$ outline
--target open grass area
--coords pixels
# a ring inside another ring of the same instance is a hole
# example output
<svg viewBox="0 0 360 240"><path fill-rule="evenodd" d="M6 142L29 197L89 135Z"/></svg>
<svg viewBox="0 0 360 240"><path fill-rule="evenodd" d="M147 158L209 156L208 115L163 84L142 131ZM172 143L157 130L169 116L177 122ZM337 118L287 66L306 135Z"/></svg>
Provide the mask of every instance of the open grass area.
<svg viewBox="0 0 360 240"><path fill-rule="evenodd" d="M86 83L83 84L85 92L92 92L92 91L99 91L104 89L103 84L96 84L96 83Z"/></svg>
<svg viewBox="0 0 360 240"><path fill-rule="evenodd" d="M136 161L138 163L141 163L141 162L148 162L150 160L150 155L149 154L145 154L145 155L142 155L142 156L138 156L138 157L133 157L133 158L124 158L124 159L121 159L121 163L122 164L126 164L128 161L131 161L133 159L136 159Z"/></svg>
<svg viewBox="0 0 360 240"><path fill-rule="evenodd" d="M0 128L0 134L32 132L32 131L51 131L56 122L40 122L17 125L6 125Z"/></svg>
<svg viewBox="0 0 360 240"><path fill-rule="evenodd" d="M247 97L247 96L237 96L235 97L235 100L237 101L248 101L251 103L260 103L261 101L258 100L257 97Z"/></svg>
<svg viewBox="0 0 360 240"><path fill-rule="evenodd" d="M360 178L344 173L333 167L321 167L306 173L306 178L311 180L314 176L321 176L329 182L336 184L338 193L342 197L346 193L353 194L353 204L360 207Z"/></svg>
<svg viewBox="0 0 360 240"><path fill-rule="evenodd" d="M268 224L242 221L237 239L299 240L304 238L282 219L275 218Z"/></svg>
▬▬▬▬▬▬
* _TO BE DONE_
Show every line of the entries above that contains the string "area", matching case exactly.

* _WORKED ANSWER_
--target open grass area
Provide the mask of every instance of the open grass area.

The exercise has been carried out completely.